Assignment 1 ->
Reproduce word for word the part of the post about swamps starting with "And today I" and going on through "of contemporary scholarship.".
Assignment 2 ->
Answer these questions using the post about swamps:
(a) Who edited Swamps and the New Imagination?
(b) What is the title of the art video from the Most Dismal Swamp installation?
(c) In the quoted book passage, what is "swamp" said to be a metonym for?

Given passage ->

---

Maybe the swamp is having a moment as a motif in philosophy and art?
I noticed it last year with
Swamps and the New Imagination: On the Future of Cohabitation in Art, Architecture, and Philosophy edited by Nomeda Urbonas, Gediminas Urbonas and Kristupas Sabolius.
“It is not easy to define a swamp, even in biology. The term is frequently used to characterize marshes, bogs, mires, wetlands, meadows, and other grey zones between land and water. In that sense, “swamp” is a metonym for a variety of transitional ecosystems and functions. This book invokes that concept as a tool to address the vital urgency of human cohabitation with other forms of life, placing the swamp at the crossroad of disciplines and practices.”
And today I came across Most Dismal Swamp.
“Most Dismal Swamp is a mixed-reality biome, an art platform, a multi-scalar mystic fiction, a forecasting laboratory, a long tail, a transitional ecosystem, a party, a cognitive scaffold, a bad dataset, a curatorial MMORPG, a memeplex aggregator, a planetary weirding studio, and a record label.
“It is a model for parsing, navigating, and elaborating a Dank Enlightenment: globally variable synaesthesia across multiple and simultaneous dimensions.”
Here’s an art video from the Most Dismal Swamp installation titled Swamp Protocol.
“Swamp Protocol is an atmospheric ‘procession of the damned… a procession of data that science has excluded…'”
Two items are clearly not a trend, but I suspect these projects grow out of some dank swampy compost oozing across the perimeters of contemporary scholarship.

---

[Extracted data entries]
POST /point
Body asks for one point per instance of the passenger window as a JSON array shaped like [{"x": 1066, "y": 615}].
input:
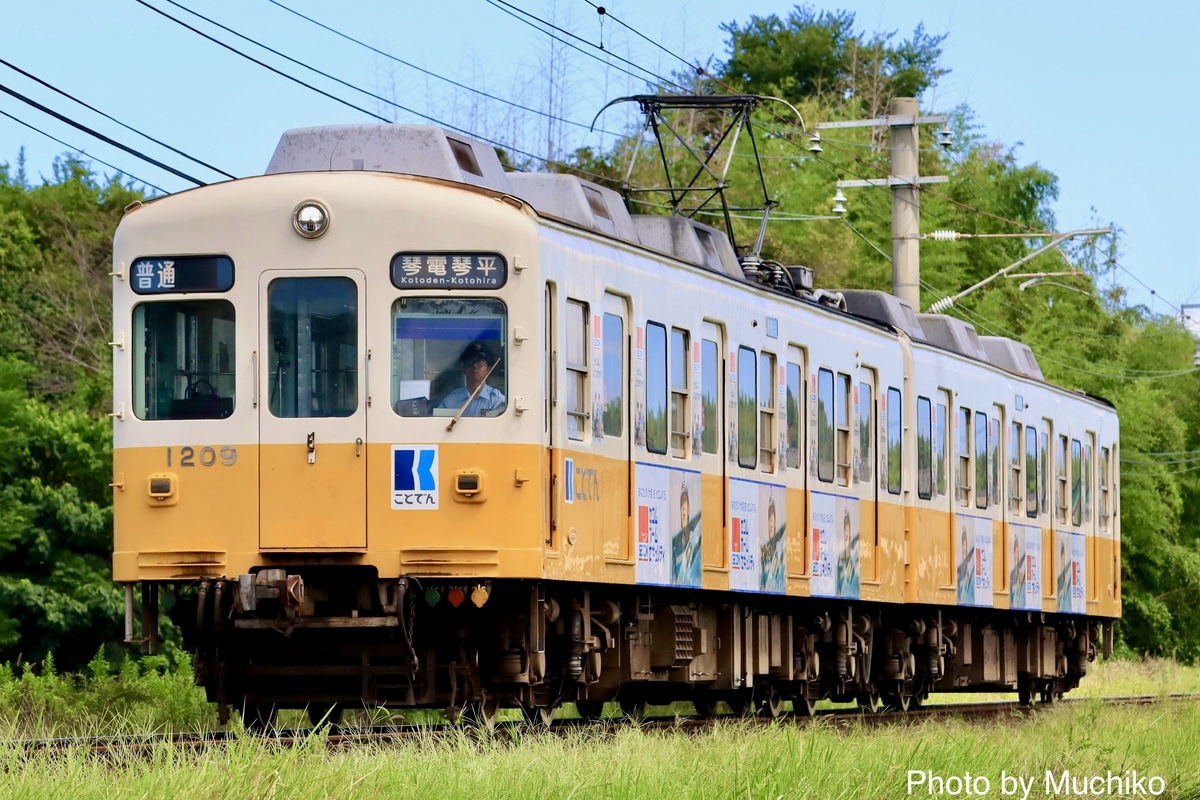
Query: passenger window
[
  {"x": 1031, "y": 471},
  {"x": 748, "y": 408},
  {"x": 981, "y": 461},
  {"x": 1014, "y": 463},
  {"x": 795, "y": 419},
  {"x": 184, "y": 360},
  {"x": 963, "y": 477},
  {"x": 865, "y": 432},
  {"x": 655, "y": 388},
  {"x": 448, "y": 356},
  {"x": 1077, "y": 482},
  {"x": 841, "y": 422},
  {"x": 895, "y": 441},
  {"x": 681, "y": 394},
  {"x": 767, "y": 392},
  {"x": 825, "y": 426},
  {"x": 924, "y": 449},
  {"x": 940, "y": 426},
  {"x": 709, "y": 396},
  {"x": 575, "y": 390},
  {"x": 612, "y": 410},
  {"x": 313, "y": 328}
]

---

Task result 1 ->
And today I came across Most Dismal Swamp.
“Most Dismal Swamp is a mixed-reality biome, an art platform, a multi-scalar mystic fiction, a forecasting laboratory, a long tail, a transitional ecosystem, a party, a cognitive scaffold, a bad dataset, a curatorial MMORPG, a memeplex aggregator, a planetary weirding studio, and a record label.
“It is a model for parsing, navigating, and elaborating a Dank Enlightenment: globally variable synaesthesia across multiple and simultaneous dimensions.”
Here’s an art video from the Most Dismal Swamp installation titled Swamp Protocol.
“Swamp Protocol is an atmospheric ‘procession of the damned… a procession of data that science has excluded…'”
Two items are clearly not a trend, but I suspect these projects grow out of some dank swampy compost oozing across the perimeters of contemporary scholarship.

Task result 2 ->
(a) Nomeda Urbonas, Gediminas Urbonas and Kristupas Sabolius
(b) Swamp Protocol
(c) A variety of transitional ecosystems and functions